### Exercise description
Count the lines in the listing below that contain the string "sleeve", matching case exactly. Reply with the number alone.

(Pointing dataset records)
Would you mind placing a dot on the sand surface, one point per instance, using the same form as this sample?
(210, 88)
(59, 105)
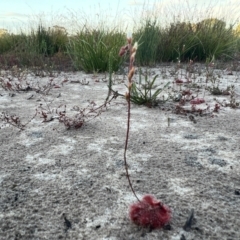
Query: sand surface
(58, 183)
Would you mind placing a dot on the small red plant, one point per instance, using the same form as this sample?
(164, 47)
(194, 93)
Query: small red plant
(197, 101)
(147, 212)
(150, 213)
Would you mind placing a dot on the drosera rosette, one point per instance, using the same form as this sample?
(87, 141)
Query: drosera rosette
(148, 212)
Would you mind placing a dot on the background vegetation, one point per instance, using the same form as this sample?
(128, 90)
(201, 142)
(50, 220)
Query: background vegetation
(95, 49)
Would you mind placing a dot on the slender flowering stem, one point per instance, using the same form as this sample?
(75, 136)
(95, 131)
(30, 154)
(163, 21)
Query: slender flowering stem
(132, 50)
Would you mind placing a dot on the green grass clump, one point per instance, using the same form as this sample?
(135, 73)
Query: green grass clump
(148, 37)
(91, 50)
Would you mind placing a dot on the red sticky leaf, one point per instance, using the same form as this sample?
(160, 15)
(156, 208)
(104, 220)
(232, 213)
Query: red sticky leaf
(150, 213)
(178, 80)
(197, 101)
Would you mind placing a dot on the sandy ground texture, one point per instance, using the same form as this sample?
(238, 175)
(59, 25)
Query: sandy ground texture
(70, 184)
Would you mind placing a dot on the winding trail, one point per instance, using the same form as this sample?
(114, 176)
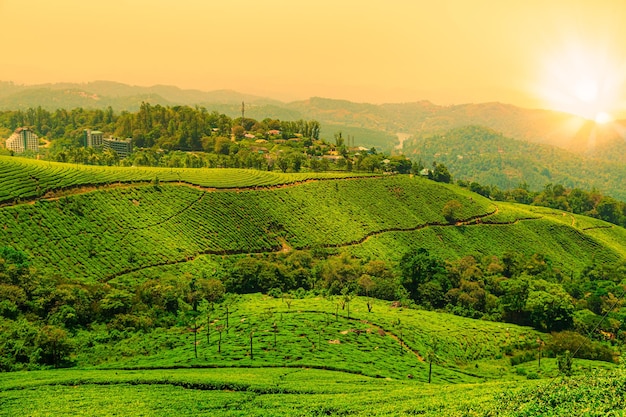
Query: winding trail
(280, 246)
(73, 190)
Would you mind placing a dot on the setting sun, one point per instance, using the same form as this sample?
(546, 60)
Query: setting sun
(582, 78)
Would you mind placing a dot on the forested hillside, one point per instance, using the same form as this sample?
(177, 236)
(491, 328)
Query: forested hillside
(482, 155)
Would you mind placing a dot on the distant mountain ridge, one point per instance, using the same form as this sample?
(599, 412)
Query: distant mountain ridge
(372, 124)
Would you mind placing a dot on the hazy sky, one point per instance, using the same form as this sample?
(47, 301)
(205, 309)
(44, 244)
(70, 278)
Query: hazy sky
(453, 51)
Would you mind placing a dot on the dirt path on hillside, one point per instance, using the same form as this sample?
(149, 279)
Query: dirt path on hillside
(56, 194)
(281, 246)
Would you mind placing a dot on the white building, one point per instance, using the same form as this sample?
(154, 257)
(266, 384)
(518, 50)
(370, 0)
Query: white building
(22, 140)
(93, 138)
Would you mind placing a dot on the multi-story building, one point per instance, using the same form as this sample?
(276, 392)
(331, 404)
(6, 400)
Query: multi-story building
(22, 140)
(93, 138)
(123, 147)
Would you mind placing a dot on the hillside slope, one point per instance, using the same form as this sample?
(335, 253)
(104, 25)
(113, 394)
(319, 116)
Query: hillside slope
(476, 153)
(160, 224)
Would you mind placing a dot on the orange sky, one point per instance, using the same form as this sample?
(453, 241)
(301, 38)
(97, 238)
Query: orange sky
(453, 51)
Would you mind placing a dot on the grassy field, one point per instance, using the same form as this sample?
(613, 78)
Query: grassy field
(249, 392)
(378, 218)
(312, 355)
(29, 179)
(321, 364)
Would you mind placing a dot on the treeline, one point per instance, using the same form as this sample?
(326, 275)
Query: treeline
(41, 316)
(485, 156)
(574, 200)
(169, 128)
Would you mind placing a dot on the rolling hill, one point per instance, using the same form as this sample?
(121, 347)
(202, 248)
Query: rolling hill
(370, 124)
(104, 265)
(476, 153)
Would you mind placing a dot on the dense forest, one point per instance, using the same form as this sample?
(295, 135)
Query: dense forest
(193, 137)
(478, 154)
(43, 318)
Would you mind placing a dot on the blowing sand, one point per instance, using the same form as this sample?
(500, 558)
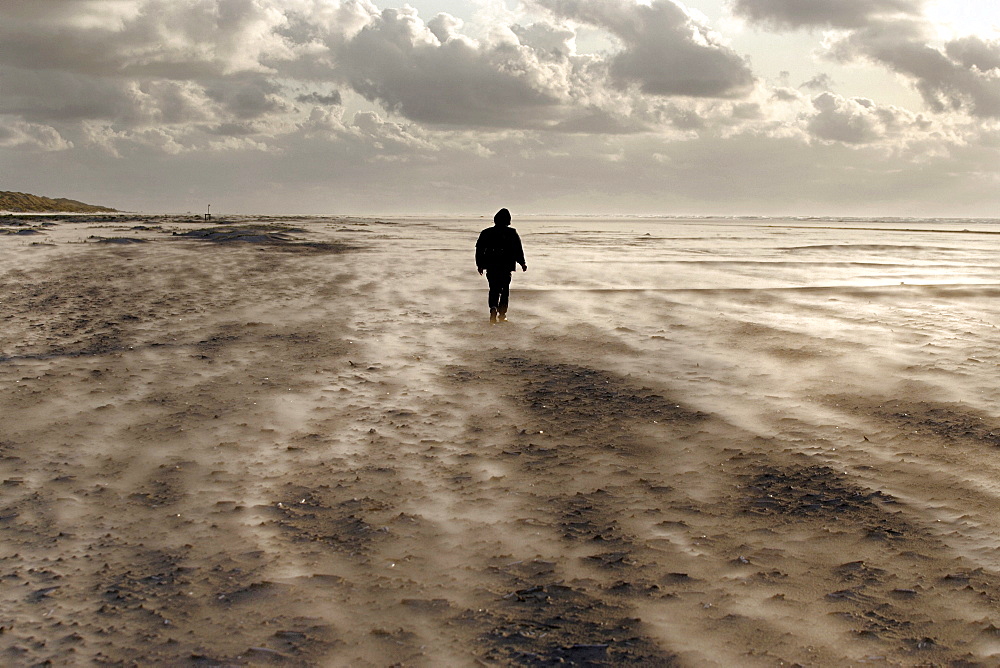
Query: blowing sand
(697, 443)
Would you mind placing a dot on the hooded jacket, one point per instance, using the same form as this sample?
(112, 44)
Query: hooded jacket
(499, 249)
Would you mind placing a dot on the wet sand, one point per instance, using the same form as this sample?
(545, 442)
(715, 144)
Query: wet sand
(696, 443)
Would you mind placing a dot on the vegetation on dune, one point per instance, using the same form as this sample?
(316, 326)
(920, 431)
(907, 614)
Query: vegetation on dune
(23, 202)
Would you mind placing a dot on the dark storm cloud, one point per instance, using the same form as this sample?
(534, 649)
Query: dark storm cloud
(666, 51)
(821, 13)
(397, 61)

==

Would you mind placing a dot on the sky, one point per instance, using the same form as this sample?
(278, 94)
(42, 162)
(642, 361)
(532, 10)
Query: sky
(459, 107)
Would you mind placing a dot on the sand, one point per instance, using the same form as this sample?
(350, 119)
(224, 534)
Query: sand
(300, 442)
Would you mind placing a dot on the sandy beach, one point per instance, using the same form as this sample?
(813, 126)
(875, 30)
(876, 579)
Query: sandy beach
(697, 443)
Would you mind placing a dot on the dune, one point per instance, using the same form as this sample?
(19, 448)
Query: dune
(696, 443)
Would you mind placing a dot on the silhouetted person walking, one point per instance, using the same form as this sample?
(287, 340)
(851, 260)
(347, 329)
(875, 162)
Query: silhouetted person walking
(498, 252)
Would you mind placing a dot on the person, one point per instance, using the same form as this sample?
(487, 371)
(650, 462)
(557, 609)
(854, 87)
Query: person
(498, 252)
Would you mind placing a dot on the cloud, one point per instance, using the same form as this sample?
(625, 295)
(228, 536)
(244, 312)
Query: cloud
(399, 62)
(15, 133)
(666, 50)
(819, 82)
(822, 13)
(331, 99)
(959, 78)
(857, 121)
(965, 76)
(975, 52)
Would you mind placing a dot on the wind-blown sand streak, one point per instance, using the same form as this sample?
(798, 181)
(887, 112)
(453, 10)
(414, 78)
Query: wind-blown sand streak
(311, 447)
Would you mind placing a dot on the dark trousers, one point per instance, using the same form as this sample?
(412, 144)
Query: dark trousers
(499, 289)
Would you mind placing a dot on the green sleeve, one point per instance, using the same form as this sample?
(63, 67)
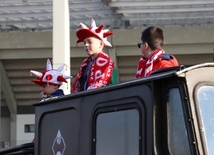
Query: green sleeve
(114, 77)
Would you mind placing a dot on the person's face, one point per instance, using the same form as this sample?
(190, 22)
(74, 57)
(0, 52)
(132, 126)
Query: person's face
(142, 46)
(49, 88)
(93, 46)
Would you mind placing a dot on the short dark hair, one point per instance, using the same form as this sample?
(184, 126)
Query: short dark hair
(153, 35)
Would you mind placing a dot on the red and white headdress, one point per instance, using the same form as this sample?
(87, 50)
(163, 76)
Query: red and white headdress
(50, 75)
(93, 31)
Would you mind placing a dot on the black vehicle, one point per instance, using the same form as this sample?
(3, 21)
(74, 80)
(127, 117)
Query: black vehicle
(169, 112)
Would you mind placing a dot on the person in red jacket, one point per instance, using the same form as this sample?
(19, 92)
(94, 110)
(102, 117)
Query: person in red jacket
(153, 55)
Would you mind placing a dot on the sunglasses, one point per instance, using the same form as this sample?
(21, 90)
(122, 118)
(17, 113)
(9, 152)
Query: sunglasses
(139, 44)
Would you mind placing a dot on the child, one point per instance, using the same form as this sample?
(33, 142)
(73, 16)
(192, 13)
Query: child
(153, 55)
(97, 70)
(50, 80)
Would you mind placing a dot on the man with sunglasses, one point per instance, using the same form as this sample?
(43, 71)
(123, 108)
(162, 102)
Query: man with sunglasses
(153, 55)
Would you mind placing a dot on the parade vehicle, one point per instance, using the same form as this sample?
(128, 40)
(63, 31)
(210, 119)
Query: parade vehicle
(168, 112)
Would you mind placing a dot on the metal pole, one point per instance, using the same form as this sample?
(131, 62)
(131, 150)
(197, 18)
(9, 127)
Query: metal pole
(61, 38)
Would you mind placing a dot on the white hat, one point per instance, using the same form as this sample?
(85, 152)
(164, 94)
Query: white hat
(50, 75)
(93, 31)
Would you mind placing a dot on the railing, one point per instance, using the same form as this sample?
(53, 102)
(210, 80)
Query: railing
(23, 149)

==

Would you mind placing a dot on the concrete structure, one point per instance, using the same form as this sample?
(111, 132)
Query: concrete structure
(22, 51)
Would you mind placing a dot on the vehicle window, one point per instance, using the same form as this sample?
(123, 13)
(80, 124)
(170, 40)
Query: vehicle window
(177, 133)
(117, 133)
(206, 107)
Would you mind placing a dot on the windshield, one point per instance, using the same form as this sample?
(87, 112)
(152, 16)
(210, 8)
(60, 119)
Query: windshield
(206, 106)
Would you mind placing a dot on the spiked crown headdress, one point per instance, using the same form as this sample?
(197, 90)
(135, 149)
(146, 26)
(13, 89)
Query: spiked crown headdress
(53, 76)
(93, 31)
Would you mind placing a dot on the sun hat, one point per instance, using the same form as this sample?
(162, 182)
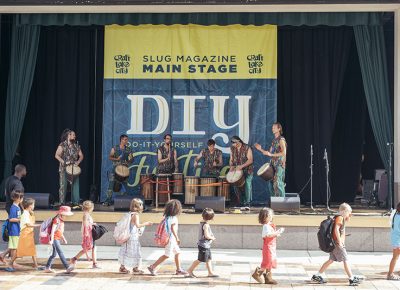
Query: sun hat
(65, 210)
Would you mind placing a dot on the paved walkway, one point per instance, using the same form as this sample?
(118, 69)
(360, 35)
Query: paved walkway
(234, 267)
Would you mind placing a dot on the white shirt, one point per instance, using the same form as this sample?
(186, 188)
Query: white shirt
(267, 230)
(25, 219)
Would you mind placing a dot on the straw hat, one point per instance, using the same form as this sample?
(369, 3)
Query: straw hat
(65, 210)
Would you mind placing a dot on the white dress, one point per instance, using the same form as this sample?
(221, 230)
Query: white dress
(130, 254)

### Response to the task
2